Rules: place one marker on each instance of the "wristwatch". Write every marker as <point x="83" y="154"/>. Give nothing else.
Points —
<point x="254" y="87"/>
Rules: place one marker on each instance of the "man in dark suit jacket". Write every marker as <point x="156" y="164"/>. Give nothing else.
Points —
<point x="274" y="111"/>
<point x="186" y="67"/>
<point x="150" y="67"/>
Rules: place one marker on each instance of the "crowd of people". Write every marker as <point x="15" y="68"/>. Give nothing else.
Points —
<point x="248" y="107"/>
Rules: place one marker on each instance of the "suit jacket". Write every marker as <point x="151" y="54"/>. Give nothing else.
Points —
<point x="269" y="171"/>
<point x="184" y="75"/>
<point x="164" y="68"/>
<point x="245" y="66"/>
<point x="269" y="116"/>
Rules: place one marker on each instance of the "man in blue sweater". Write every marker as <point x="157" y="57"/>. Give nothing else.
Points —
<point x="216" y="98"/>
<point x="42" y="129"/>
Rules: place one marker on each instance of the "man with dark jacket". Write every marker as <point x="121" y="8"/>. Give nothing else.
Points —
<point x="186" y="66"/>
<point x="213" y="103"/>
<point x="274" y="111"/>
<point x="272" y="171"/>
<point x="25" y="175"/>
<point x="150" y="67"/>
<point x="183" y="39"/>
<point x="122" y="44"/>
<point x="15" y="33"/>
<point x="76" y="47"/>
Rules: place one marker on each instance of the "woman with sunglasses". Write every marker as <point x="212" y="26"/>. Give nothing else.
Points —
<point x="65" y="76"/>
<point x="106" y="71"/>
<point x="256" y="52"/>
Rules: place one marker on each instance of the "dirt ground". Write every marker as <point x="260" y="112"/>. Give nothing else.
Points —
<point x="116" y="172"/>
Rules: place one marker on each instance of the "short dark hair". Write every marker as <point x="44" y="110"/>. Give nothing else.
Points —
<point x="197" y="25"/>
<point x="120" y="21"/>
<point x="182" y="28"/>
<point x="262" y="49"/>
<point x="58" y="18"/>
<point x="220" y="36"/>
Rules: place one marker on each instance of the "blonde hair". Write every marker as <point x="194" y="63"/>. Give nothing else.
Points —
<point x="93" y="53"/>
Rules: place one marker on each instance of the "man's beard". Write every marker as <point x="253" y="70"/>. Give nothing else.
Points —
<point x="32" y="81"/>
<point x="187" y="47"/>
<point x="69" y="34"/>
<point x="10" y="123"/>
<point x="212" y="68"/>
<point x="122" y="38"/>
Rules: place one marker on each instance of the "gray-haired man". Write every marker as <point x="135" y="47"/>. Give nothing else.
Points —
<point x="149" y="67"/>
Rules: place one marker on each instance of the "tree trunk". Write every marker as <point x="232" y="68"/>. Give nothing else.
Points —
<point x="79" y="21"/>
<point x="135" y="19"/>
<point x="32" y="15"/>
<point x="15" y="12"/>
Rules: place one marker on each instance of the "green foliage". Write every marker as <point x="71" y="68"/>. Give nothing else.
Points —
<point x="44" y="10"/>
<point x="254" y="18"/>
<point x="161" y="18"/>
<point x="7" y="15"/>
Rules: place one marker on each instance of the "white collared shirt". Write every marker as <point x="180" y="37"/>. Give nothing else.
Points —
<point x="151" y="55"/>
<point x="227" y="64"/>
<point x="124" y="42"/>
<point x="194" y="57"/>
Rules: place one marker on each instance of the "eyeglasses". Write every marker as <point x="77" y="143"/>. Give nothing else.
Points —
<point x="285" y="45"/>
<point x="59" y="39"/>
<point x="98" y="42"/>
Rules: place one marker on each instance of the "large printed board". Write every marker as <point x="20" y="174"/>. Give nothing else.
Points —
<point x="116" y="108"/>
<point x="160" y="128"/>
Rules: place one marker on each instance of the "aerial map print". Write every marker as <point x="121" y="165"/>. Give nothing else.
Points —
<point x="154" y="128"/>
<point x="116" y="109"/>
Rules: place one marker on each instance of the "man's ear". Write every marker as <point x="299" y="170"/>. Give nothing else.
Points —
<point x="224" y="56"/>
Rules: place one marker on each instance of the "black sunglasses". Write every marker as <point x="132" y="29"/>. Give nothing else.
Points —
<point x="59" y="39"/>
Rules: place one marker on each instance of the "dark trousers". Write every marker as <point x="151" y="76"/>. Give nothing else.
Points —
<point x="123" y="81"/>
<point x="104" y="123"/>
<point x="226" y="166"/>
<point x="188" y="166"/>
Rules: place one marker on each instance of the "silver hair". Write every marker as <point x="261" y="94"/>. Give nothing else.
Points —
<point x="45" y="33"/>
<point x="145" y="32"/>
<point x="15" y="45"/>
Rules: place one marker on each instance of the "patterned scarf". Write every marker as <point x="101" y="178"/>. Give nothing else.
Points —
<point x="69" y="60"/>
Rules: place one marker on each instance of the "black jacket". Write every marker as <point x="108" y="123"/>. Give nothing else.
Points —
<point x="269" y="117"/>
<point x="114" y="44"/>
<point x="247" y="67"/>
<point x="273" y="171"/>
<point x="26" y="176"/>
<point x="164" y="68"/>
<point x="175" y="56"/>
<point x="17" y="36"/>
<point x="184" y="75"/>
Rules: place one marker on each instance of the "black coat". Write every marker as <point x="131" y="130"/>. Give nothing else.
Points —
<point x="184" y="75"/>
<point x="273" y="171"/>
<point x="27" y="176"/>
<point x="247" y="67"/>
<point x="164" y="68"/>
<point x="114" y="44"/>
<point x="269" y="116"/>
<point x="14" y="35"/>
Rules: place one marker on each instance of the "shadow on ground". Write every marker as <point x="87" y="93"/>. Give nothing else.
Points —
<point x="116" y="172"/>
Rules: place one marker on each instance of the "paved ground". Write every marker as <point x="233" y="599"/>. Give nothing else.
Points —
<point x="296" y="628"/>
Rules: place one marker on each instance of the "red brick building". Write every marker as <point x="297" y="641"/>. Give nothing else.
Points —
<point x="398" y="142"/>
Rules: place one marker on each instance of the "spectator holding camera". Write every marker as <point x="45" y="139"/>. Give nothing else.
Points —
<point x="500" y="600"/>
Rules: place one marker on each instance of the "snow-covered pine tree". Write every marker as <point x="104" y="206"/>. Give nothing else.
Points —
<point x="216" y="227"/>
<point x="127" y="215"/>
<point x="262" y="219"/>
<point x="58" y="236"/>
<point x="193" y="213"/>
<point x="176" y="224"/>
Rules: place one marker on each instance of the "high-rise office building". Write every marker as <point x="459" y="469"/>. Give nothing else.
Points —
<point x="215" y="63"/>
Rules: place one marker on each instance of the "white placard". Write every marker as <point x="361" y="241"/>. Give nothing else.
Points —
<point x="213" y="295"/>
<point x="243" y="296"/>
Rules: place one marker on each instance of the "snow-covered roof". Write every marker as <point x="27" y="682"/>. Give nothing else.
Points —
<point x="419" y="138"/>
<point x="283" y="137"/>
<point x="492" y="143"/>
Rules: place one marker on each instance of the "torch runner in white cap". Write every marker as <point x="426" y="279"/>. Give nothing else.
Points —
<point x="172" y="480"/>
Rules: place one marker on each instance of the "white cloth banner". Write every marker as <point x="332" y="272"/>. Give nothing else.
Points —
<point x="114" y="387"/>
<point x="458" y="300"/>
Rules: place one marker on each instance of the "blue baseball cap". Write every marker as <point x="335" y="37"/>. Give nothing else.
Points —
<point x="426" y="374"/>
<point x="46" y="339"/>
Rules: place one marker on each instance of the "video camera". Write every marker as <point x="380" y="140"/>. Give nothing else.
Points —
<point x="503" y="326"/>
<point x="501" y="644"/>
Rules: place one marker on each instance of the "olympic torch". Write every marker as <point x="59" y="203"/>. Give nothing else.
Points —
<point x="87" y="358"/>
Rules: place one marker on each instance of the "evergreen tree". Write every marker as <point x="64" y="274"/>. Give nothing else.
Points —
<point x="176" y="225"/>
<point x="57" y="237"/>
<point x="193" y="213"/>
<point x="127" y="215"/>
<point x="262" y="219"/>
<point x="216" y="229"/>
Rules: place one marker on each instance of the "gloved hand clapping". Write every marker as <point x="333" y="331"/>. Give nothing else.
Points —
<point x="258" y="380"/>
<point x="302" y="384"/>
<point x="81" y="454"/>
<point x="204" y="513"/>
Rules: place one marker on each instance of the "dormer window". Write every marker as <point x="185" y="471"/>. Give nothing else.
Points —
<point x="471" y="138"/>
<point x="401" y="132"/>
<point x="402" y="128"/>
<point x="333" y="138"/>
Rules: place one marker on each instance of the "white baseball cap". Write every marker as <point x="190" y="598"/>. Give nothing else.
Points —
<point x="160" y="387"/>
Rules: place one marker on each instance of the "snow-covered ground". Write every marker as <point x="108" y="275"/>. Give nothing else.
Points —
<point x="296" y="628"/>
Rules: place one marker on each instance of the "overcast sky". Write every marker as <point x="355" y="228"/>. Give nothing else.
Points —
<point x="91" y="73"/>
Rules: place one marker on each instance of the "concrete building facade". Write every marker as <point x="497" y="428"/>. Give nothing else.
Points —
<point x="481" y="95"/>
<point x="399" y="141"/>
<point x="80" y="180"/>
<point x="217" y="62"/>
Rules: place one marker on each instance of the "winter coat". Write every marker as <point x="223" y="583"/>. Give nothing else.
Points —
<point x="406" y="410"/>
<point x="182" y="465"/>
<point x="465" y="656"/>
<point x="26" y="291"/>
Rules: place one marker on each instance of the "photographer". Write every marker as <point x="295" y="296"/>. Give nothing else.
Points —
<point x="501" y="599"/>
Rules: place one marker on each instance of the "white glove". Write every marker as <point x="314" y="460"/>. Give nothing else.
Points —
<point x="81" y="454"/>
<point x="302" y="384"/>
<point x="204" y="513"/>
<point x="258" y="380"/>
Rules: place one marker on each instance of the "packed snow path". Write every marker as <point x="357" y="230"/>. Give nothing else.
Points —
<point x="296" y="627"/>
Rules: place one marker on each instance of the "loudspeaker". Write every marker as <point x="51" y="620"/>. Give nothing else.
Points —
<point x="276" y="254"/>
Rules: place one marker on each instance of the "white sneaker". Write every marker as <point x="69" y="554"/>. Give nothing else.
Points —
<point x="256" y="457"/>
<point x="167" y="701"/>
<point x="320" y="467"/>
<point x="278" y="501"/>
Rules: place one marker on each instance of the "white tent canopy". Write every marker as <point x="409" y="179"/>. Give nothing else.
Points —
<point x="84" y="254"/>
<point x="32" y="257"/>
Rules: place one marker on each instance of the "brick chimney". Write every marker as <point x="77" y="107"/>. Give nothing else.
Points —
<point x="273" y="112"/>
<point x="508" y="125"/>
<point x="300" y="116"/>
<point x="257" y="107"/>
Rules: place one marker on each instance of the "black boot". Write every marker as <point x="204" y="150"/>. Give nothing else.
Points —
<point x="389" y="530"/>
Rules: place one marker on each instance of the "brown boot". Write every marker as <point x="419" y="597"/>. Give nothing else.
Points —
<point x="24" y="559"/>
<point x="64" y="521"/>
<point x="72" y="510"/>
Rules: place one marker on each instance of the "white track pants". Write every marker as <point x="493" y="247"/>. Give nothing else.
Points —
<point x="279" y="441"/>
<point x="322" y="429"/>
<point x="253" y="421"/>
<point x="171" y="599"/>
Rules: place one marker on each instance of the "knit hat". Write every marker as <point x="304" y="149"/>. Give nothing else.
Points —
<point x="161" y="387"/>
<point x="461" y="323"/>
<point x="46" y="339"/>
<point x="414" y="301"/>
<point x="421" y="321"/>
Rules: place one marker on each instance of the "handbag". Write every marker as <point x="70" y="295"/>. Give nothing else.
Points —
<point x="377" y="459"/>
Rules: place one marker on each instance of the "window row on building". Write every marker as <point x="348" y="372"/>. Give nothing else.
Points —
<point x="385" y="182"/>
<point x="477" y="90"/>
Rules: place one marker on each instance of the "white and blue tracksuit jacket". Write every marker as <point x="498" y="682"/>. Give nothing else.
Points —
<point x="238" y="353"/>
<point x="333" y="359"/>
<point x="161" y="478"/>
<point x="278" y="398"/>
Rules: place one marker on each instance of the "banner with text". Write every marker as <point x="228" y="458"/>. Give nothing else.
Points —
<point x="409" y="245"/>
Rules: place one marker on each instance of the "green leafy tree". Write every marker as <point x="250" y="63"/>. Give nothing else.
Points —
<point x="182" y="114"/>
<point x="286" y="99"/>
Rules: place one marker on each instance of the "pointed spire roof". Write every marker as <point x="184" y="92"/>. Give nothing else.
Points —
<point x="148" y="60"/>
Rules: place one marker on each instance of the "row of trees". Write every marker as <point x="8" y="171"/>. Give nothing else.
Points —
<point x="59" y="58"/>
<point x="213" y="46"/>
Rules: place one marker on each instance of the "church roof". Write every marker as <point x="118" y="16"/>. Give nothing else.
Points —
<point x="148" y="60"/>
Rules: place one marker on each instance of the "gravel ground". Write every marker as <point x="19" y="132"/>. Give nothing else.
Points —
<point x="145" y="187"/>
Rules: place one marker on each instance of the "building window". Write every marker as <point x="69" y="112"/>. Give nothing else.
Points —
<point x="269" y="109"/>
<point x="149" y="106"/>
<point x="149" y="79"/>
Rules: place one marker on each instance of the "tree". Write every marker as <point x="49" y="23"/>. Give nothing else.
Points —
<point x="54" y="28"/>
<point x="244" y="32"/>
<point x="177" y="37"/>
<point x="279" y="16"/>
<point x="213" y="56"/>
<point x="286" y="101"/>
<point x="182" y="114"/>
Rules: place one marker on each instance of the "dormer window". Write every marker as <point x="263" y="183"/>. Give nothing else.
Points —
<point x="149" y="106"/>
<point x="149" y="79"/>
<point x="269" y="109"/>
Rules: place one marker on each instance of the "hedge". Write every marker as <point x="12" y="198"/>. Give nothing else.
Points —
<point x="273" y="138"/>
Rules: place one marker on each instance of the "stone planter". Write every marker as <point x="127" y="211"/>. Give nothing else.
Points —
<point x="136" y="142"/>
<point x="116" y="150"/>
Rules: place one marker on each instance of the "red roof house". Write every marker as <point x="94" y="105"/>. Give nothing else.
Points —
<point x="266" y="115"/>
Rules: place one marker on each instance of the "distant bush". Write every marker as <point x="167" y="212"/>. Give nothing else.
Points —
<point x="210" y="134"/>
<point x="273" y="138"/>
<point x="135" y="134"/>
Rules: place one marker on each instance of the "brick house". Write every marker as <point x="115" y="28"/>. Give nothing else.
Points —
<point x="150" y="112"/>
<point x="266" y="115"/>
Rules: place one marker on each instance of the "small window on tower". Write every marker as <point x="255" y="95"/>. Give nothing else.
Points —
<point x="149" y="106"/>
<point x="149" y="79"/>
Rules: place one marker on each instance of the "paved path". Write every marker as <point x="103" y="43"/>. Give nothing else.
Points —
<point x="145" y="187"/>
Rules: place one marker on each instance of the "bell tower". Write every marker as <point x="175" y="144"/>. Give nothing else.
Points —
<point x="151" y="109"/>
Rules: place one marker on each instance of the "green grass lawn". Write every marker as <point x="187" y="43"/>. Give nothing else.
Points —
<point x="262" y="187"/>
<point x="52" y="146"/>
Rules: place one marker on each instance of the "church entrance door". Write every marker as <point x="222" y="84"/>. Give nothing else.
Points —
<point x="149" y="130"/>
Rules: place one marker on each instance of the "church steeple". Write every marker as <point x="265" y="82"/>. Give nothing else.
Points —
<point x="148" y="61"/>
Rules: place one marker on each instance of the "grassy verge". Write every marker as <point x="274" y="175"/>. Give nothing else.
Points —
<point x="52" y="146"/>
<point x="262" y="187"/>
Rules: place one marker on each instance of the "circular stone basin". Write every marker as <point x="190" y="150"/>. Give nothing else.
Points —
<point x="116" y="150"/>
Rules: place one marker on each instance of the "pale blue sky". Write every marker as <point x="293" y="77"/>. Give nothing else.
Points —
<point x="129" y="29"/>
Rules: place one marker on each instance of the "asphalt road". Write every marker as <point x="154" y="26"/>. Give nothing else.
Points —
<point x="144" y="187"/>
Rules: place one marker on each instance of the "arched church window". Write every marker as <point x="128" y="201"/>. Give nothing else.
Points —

-*-

■ PROBLEM REQUIREMENTS
Repeat exactly, and only, the run of lines from the start of the material above through the line that holds "in dark suit".

■ RESULT OF THIS TASK
Rules: place one marker on each instance of the "wristwatch". Write every marker as <point x="83" y="154"/>. Give nothing else.
Points —
<point x="254" y="87"/>
Rules: place one marker on each instance of the "man in dark suit jacket". Write every marker as <point x="156" y="164"/>. Give nothing else.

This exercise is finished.